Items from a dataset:
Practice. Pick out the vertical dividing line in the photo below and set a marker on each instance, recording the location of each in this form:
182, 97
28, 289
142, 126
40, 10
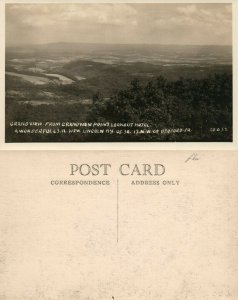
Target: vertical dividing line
117, 211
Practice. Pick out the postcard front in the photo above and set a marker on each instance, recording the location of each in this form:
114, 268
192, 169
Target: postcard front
118, 72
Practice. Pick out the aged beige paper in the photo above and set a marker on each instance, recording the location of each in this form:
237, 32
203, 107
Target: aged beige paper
118, 75
119, 234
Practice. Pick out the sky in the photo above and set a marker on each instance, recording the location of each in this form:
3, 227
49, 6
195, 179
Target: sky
141, 23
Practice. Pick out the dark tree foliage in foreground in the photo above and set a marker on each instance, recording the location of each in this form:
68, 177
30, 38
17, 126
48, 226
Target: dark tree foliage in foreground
203, 105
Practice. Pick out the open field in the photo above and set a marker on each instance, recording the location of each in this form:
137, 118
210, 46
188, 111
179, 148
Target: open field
58, 79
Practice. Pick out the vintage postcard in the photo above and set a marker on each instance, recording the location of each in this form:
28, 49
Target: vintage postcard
118, 225
119, 73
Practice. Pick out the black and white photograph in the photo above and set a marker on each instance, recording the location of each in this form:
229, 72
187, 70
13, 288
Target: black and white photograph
118, 72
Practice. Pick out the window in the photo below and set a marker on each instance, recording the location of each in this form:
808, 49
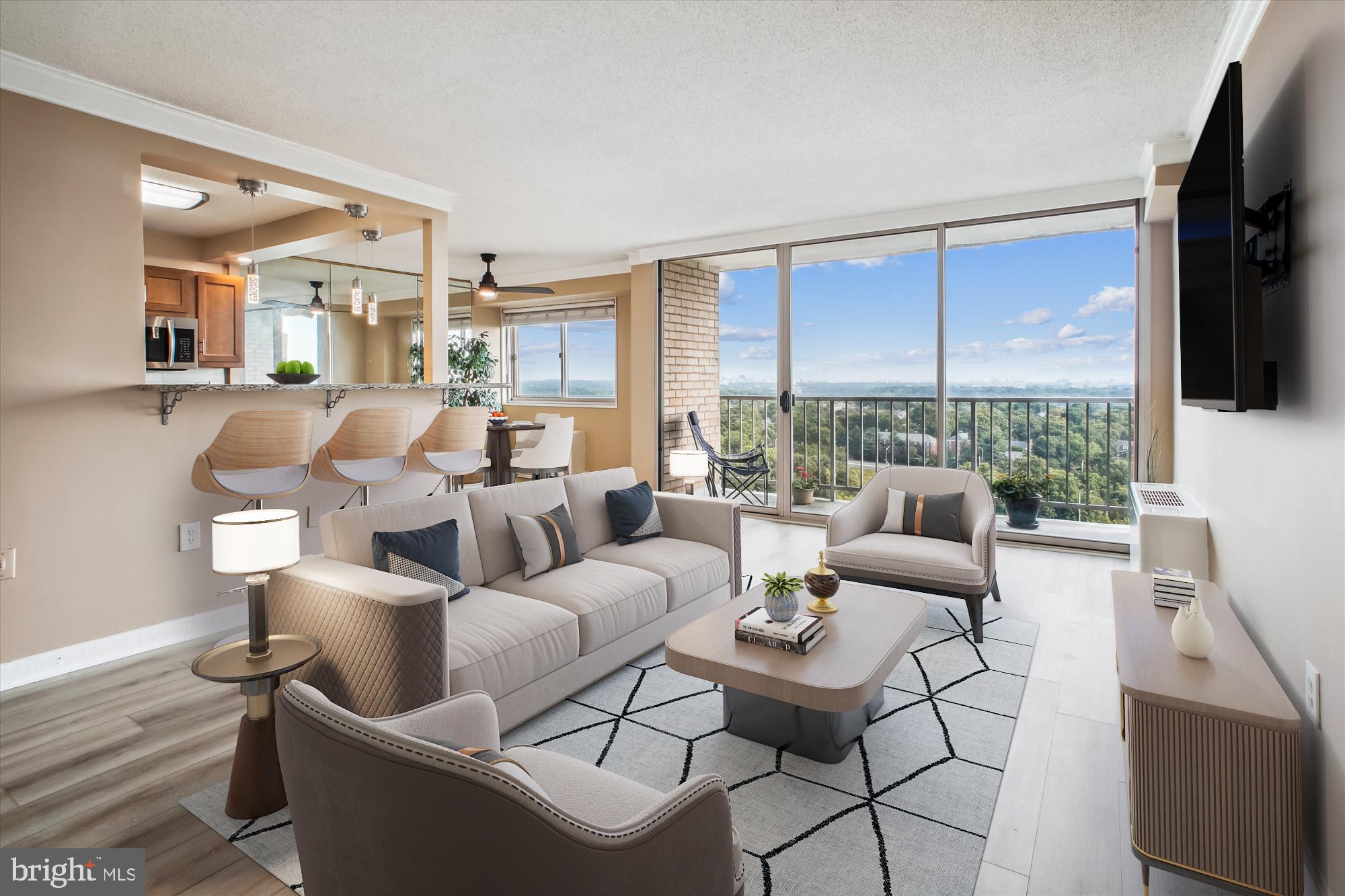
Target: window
563, 354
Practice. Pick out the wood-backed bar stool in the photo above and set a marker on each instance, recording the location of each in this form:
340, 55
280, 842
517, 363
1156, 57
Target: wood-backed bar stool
454, 446
369, 448
258, 455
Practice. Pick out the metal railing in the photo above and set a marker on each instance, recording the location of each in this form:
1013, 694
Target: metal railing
1086, 444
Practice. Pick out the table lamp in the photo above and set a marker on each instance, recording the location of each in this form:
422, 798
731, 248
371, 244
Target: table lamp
689, 464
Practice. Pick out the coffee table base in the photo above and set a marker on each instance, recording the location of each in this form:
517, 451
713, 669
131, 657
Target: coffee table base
827, 737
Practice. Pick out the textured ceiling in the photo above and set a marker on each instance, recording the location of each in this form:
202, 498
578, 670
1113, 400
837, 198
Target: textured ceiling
576, 132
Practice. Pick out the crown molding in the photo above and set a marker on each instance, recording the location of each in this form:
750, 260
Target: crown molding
40, 81
1238, 33
1022, 204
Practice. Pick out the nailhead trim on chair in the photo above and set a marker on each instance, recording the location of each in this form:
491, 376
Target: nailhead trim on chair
501, 779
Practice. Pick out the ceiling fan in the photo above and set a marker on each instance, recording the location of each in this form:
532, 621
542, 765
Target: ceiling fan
488, 290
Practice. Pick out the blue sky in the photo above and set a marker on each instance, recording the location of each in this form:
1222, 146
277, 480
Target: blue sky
1048, 310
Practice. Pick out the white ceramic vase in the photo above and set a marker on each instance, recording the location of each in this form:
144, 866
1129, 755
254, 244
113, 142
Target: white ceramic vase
1192, 633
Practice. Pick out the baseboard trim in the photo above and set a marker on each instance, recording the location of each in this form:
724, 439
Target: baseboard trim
128, 643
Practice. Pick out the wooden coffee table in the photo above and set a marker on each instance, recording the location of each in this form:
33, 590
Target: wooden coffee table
814, 705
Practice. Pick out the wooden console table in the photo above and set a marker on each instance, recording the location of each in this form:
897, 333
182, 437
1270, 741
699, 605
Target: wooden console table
1213, 748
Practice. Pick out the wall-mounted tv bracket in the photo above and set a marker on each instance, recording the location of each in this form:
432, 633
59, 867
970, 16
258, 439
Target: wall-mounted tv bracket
1269, 248
332, 403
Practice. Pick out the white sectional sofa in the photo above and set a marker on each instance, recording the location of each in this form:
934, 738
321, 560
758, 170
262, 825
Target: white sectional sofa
393, 643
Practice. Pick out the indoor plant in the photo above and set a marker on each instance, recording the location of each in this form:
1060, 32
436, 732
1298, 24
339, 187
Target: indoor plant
1022, 494
804, 486
470, 360
782, 595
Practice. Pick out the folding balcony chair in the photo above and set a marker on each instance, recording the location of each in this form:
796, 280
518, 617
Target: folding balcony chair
738, 474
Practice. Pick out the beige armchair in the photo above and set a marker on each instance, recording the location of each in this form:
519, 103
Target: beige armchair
859, 552
379, 809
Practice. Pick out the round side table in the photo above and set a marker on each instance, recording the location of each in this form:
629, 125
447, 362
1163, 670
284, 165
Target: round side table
255, 784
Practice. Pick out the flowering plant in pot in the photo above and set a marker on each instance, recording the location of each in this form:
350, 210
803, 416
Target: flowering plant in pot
1022, 494
804, 486
782, 595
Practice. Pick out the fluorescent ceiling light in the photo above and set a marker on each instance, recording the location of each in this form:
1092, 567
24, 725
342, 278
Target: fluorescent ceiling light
161, 194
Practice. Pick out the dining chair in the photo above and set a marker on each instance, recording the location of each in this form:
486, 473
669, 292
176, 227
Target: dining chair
453, 447
258, 455
552, 454
369, 448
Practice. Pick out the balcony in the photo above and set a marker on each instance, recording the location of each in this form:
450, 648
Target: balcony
1086, 444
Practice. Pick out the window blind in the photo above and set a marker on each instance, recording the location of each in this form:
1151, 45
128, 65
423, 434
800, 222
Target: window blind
605, 310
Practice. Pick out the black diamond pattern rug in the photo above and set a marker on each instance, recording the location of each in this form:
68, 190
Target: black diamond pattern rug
907, 811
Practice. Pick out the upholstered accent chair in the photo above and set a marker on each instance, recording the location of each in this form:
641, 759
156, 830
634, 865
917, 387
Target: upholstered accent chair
380, 809
860, 552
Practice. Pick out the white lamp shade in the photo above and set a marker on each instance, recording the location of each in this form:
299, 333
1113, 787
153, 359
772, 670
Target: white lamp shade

> Work to do
Reproduce the material above verbatim; omit every picture.

> Response
Practice. Pick out the vertical dividing line in the photo below and set a marker on each instance, recording the location of each in this form:
182, 97
28, 289
142, 126
40, 10
Target: vertical dividing line
117, 211
Practice. Pick out the postcard front in the photo above and set a marker on each instance, recording the location of each in this form:
114, 268
192, 169
Target: postcard front
118, 72
Practice. Pick out the aged beige paper in the photo above and set a marker on each instance, recording the location of each in this form:
237, 32
203, 107
Target: aged beige paper
118, 75
119, 234
Practice. Pick out the sky in the photo above and set a marker on each instance, recording the location of each in this form:
3, 227
49, 6
195, 179
Target: sky
141, 23
Practice. Pick out the dark tree foliage in foreground in the photo above and set a marker on each instance, recording the location of each in this form:
68, 177
30, 38
17, 126
48, 226
Target: dark tree foliage in foreground
203, 105
Practice. Pick out the open field in the photo above and set a marker on each instance, recording the location of each in this form:
137, 118
210, 46
188, 111
179, 148
Target: open field
58, 79
Practice. Pick out the vintage postcard in the photo above and set a marker on each instance, recording the location of each in this form:
28, 49
Target: vintage postcard
118, 225
119, 73
Practice. Pick out the black and white photograph in the photo above and set a marker on each instance, recording the location of each in this form:
229, 72
187, 70
13, 288
Target: black and white photograph
118, 72
Practice. Pick out the window in the photo below and set a marker on each instance, recording the location of each in this form:
808, 49
Target: window
563, 354
Practice. Pick out the wood-backed bar stool in the photo above and set a marker on each instance, recording the location of each in this form:
340, 55
280, 842
517, 363
1156, 57
Target: wood-backed bar stool
454, 446
369, 448
258, 455
Practice. Pick out the metal railing in the photo above and set a marker on each instance, recording the location of each in this form:
1013, 694
Target: metal railing
1086, 444
Practice. Pick out the table lamp in the photo above and set a marker on each instance, recording the location of each in this form:
422, 798
731, 248
371, 244
Target: table lamp
689, 464
Practice. Pick out the coffee table base in the photo above and set a marker on each instance, recording the location of each in this form:
517, 451
713, 669
131, 657
Target: coffee table base
827, 737
Practice. Pick out the textured ceiling in the photo above and set a marker on each instance, recording the location of each in this form:
202, 498
578, 670
1113, 400
837, 198
Target: textured ceiling
576, 132
Practice. Pick out the crown molding in the photo above and set a marker on each instance, recording the location of each in this form:
750, 260
Target: crown molding
40, 81
1238, 33
1022, 204
Practice. Pick out the nailhead trim on chair in the photo above and set a marker on each instance, recording the location of each in this form:
491, 376
Target: nailhead trim on chair
501, 779
Practice. Pick out the ceiling fan in the photo above and set a marker on each instance, recording the location of each in this form:
532, 621
542, 765
Target: ceiling fan
488, 290
Practice. Pick out the blue sky in the photo above and set a marker on each instance, recording the location of each in this form:
1222, 146
277, 480
Target: blue sky
1048, 310
Practice. Pick out the white ceramic vase in the photo above and set a marker on each instance, recording the location of each in this form:
144, 866
1129, 755
254, 244
113, 142
Target: white ceramic vase
1192, 633
Practice. Pick out the baseboard trim in the photo above and set a marker on each instance, recording the location of each in this form:
724, 439
Target: baseboard trim
128, 643
Practice. Pick out the wooden coffee table in the photo above and set a marker on each instance, recording the location of each in this form:
33, 590
Target: wooden coffee table
814, 705
Practice. Pick out the wooden console table in the photo above and set a marker on each instance, recording the location of each in this form:
897, 333
182, 437
1270, 741
699, 605
Target: wooden console table
1213, 748
Practice. Pick out the wall-mounted tv bracket in the photo above and set a marker on each instance, recording the location of each in this form:
432, 633
59, 867
970, 16
258, 439
Target: wall-mounted tv bracket
1269, 248
332, 403
Practice. Pick out the white sectional sofa in the photo above and set a marker on each instance, recording the location of each in this form:
934, 738
321, 560
758, 170
262, 825
Target: white sectional sofa
393, 643
Practice. Pick out the indoor plant in the photo above and set a marker on each instance, recording the location of each in this form:
1060, 32
436, 732
1298, 24
339, 187
Target: indoor plant
1022, 494
804, 486
470, 360
782, 595
Practice. Pick out the folding balcony chair in the photo above and set a marker on each instance, recording the location of each in this form:
796, 280
518, 617
Target: folding balcony chair
738, 474
Practice. Pick out the beige armchair in the photo above and set a marker on each instance, recording the location of each in this form:
519, 103
Target: beige armchair
859, 552
379, 809
Practice. Pick out the round side table in the photo above and set a marker on each instance, recording the location of each in this form:
629, 125
447, 362
1163, 670
284, 165
Target: round side table
255, 784
Practice. Pick out the flowering plant in pot in the photo above and set a marker on each instance, recording the location of each in this form:
350, 210
803, 416
Target: flowering plant in pot
1022, 494
804, 486
782, 595
Practice. Pick out the fluorescent ceiling light in the photo above and set a marker on each instance, recording the location of each in this form:
1092, 567
24, 725
342, 278
Target: fluorescent ceiling light
161, 194
Practice. Pick out the dining chair in the photo above and set a marker on each instance, recording the location of each in this form:
486, 473
669, 292
176, 227
Target: dining chair
453, 447
258, 455
552, 454
369, 448
Practice. Pick out the balcony in the photo above and set a marker on each instance, recording the location of each in this form:
450, 648
Target: balcony
1086, 444
Practice. Pick out the window blind in the photo above and set a marker on each instance, recording the location of each in this form:
1151, 45
128, 65
423, 434
800, 222
Target: window blind
605, 310
Practice. Pick out the black diamond pattern rug in the photo above and set a marker on each instance, recording the location of each in this form:
68, 190
Target: black diamond pattern rug
907, 811
Practice. Pick out the upholstered accent chair in the photo above and set a marker on each instance, recording the location of each in this form:
641, 759
156, 830
634, 865
917, 387
Target: upholstered accent chair
380, 809
860, 552
Practice. Pick out the white lamp shade in the photo above and set a marker on each instance, recording the location of each in this form:
299, 333
1113, 787
153, 359
772, 670
Target: white lamp shade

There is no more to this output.